- [PARTS OF THE EXERCISE]
a) In the interview excerpt on Nisei soldiers, where was the Merrill's Marauders group surrounded by the Japanese?
b) Proceed with the interview excerpt on Nisei soldiers, picking up after its final line.

** begin TEXT SEGMENT **

TT: Oh, I would say definitely, yeah. You know, you've heard stories like out in Burma, for instance, this guy in the Merrill's Marauders who had ROTC training in Japan, and he knew all the Japanese military commands and everything, and at one critical stage when his group was surrounded by the Japanese in a place called Nhpum Ga in Burma, he crept up to the Japanese lines and eavesdropped and found out about an attack that they were going to launch the next day. And not only reported that back but, at the critical stage, I understand, he jumped up and yelled, "Susume" and got the Japanese guys to charge into this trap that the Americans had set for them. Roy Matsumoto I think was his name. You know, that's a good example of the fact that they were familiar with Japanese military terms. They had been trained in the Japanese military. Well, of course, those kind of stories might be rare because most of the time, they would not allow the Niseis to be exposed right up in hand-to, front line, hand-to-hand combat situations. Most of them had to be guarded, especially in the Pacific. A lot of the Nisei interpreters who had to go up near the front lines were assigned haole bodyguards.

gky: Before when we spoke, you described, or you told a story to me about an Hawaiian and a Nisei who were guarding together, and it showed the kind of fears that the Hawaiians had about Japanese Americans. Can you relate that story to me again?

** end TEXT SEGMENT **
** begin RECORDS SHOWN **

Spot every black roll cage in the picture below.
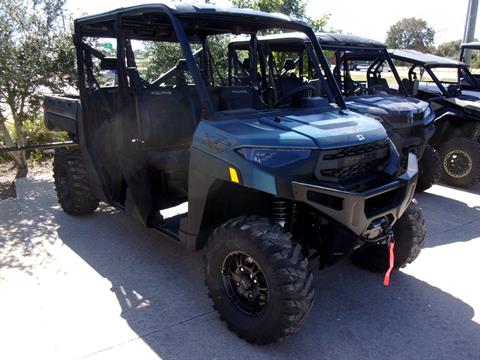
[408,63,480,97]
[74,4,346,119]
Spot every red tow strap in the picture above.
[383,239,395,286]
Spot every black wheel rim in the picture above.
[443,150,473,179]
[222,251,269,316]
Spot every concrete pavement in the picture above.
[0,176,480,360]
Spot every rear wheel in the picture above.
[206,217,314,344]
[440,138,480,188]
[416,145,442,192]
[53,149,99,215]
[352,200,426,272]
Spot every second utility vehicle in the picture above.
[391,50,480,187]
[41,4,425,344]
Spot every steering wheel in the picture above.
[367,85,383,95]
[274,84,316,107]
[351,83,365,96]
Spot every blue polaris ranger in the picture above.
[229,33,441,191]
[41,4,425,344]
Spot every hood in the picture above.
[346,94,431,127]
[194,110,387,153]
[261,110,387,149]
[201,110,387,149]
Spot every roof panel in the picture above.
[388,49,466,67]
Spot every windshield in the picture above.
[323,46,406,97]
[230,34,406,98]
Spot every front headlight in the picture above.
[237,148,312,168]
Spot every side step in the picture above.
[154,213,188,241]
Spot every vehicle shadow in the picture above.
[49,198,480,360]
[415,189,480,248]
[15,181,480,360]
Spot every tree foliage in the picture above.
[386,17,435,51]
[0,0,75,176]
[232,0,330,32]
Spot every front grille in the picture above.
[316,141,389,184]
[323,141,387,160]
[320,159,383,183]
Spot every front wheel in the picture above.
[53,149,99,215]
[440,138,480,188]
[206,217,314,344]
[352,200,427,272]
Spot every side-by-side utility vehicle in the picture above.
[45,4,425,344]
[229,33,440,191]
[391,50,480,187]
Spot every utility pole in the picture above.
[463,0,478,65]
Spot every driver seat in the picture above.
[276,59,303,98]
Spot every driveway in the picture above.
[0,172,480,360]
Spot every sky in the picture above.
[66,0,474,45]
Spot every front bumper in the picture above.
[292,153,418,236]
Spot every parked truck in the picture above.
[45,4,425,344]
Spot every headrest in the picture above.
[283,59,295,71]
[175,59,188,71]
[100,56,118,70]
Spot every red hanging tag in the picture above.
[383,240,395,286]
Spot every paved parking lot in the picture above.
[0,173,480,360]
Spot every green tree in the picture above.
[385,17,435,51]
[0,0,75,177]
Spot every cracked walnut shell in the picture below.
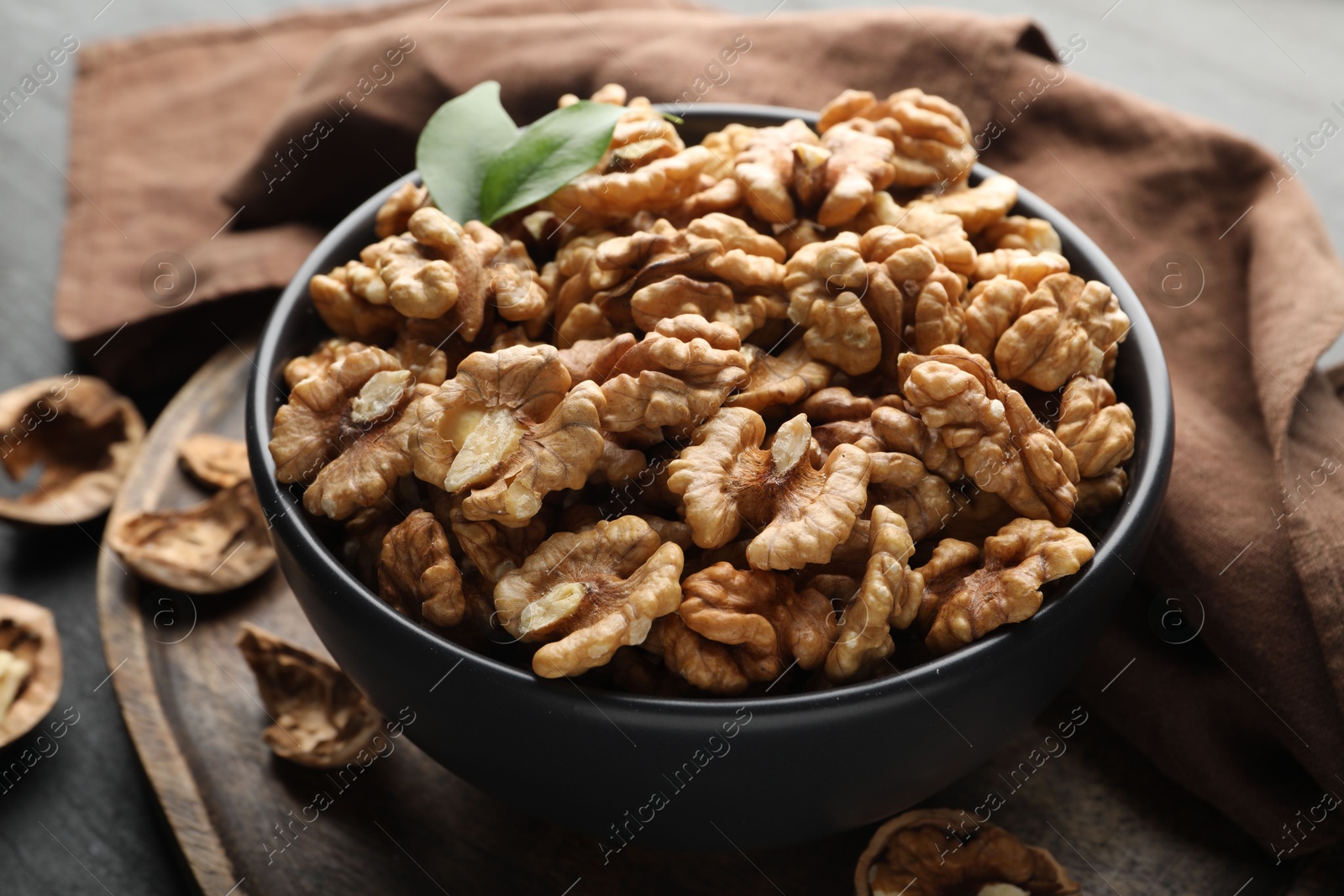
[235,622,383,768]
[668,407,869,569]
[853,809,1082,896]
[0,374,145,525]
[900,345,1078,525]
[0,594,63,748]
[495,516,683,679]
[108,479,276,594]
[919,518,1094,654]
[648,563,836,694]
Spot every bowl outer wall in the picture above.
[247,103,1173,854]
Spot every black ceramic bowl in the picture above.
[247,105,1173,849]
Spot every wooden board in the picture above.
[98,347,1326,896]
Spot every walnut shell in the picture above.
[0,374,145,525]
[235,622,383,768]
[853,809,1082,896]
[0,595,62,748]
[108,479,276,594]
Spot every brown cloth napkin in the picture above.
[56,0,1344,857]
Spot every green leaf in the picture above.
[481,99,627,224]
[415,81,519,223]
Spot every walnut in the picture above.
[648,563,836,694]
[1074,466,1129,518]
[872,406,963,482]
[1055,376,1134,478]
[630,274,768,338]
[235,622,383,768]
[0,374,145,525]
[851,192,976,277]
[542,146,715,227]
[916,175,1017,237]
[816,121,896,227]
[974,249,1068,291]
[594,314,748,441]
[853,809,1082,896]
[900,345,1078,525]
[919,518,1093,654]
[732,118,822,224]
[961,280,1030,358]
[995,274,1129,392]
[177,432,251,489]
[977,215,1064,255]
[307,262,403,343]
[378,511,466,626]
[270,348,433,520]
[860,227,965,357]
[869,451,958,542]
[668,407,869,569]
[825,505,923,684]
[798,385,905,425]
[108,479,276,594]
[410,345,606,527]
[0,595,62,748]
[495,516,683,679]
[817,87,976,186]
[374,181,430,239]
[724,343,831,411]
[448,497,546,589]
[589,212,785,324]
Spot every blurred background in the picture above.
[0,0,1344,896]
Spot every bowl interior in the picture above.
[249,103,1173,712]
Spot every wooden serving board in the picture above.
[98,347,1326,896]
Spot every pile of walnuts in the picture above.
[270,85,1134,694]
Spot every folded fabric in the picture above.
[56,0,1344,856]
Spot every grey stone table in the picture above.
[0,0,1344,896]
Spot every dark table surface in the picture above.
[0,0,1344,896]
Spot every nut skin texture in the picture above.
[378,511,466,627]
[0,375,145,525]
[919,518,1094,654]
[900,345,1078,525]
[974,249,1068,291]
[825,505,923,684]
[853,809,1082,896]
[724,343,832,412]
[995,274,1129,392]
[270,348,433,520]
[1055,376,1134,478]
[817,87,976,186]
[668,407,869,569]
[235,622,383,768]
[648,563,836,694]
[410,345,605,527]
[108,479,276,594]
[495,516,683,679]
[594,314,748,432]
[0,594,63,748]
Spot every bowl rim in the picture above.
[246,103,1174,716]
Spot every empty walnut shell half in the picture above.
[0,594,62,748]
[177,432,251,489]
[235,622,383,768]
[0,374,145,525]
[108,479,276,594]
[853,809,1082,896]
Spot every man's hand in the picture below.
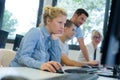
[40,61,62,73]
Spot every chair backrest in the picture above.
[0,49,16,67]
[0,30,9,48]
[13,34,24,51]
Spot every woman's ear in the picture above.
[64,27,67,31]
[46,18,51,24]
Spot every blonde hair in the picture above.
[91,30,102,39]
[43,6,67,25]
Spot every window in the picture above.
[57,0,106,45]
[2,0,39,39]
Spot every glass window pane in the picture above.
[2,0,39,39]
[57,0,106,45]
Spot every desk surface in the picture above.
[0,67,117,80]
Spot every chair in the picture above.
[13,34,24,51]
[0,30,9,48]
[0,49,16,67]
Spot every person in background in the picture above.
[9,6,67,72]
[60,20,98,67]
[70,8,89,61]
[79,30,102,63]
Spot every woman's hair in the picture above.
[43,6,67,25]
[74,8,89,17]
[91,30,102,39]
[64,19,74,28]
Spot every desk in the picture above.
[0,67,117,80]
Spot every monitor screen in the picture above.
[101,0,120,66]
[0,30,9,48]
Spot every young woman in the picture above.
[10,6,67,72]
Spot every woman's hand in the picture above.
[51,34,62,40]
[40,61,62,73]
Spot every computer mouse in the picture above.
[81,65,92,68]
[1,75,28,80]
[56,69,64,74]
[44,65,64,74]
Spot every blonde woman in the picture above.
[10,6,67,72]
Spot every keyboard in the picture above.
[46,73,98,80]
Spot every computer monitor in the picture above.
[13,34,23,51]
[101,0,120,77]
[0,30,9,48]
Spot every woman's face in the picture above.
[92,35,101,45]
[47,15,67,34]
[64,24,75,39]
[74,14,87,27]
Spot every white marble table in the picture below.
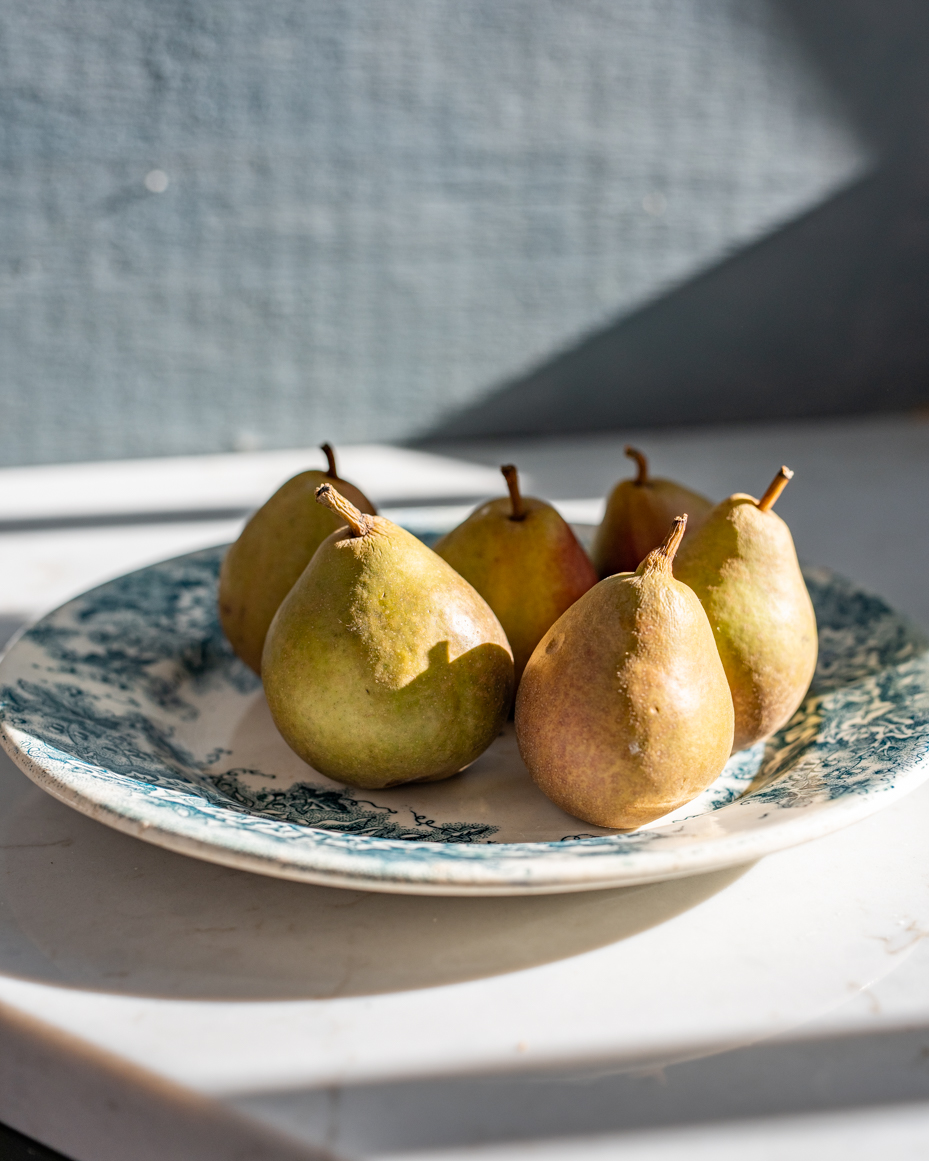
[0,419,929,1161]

** end RECORDS SHOWN **

- [ANSWER SET]
a) Nhpum Ga, in Burma.

b)
TT: Yeah. This is found in the preface to the The Ambassador in Arms, which is a story of the 100th Battalion. I think it's probably a true story rather than a, you know, a fictional one. But this is a story which takes place maybe a few weeks after the Pearl Harbor attack when the 298th Infantry was assigned to guard the beaches of Oahu. Out at the North Shore where the big surfing meets take place now, there was this machine gun pit with two 298 soldiers; one is a Hawaiian and one is a Nisei. They're sitting there waiting for hours and days for an enemy to come. The enemy never shows up. But in the meantime, this Hawaiian finally blurts out something that's been bothering him, bugging him, and turned to the Nisei guy and he says, "Hey, you stay calm. Who you going to shoot, me or them?" Which is implicit and that is a doubt. "What is your loyalty? Who are you going to be loyal to when the chips are down, you know, when the invasion comes?" And while this may have come from this local Hawaiian, I would say that that question in one form or the other was on the minds of almost anyone who is not Japanese, who lived in Hawai'i during those first few months after the Pearl Harbor attack when everyone was afraid of a invasion by Japan of Hawaii.

<End Segment 4> - Copyright © 2001 Bridge Media and Densho. All Rights Reserved.

<Begin Segment 5>

gky: During the war, you must have thought back to those days when you were pretty much told "we don't want, you're not American enough for us." As time wore on, how did you feel about your service to this country? Do you feel like you've vindicated yourself at all?

TT: Yeah, well, when we were finally allowed to get back in the military service, we volunteered and we were accepted and served. I would say that we basically were appreciative of that opportunity, whereas most guys who are either drafted or kind of got pushed into serving, we had a much greater sense of duty, you might say, to serve well, to not only demonstrate our loyalty but also to fight the so-called second battle which is to fight the war of prejudice and fear and distrust. You might say that almost every Nisei who fought in World War II had to fight these two battles, not only fight the Germans or the Japanese as a fighting man, but also to serve in such a manner that would distinguish themselves as not only good soldiers, but maybe valiant soldiers. And I would say that is the reason for the extraordinary high record of casualties and even KIAs by the 442, being the most decorated military unit of its size and time in battle. There was a mission to prove and I would say that that's what motivated. You know, a lot of guys will not admit this, but it was there right in the bottom of the gutter in the depth of their hearts. That's why they volunteered.

gky: You mean you guys didn't talk about it, but it was through the unwritten...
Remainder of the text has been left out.